*** Working data
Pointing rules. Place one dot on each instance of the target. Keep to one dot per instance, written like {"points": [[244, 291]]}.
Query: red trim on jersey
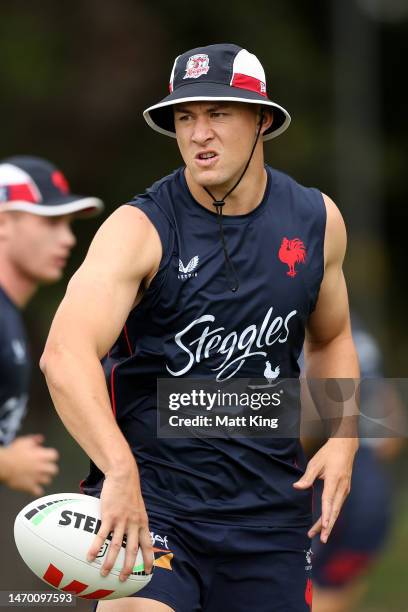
{"points": [[113, 389], [127, 339], [347, 565], [243, 81]]}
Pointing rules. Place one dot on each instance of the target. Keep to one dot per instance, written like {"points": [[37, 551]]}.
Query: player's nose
{"points": [[67, 236], [202, 130]]}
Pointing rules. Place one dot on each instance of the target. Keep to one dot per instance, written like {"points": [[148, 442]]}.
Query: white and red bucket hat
{"points": [[221, 72]]}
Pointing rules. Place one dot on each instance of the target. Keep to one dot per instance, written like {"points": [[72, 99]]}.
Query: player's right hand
{"points": [[123, 514], [26, 465]]}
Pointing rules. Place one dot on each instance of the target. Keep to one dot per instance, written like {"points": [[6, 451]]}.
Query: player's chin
{"points": [[208, 177]]}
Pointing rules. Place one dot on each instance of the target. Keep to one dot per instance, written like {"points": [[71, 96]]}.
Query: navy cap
{"points": [[34, 185], [221, 72]]}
******
— Problem to work on —
Output all of the entries verbatim, leaving out any images.

— The completed task —
Pointing rules. Place one dot on each instance of the target. Keep to one dot per instance, written like {"points": [[244, 291]]}.
Query: red trim on jersey
{"points": [[113, 389], [127, 339], [347, 565], [243, 81]]}
Pointing rules. Place one dot on each instance of the target. Keep to one dot per instance, written like {"points": [[37, 551]]}.
Query: player's nose
{"points": [[67, 236], [202, 130]]}
Pointing rules. Place one dot on each instance of the target. Keep to one dot per instance, written like {"points": [[148, 442]]}.
Query: white and red bucket hat
{"points": [[221, 72]]}
Pointing rules. Place one dot on each instance of the target. Keep to one dot per instance, written like {"points": [[72, 99]]}.
Query: player's right hand
{"points": [[123, 514], [26, 465]]}
Pointing rules. Place one dot on each instance of the target. Keep to one dot per instance, written like {"points": [[6, 451]]}.
Query: player's chin
{"points": [[208, 177]]}
Pointing rules. Place one dot on each instance of the target. Keep to one dot per instance, written like {"points": [[71, 96]]}.
Query: navy cap
{"points": [[34, 185], [221, 72]]}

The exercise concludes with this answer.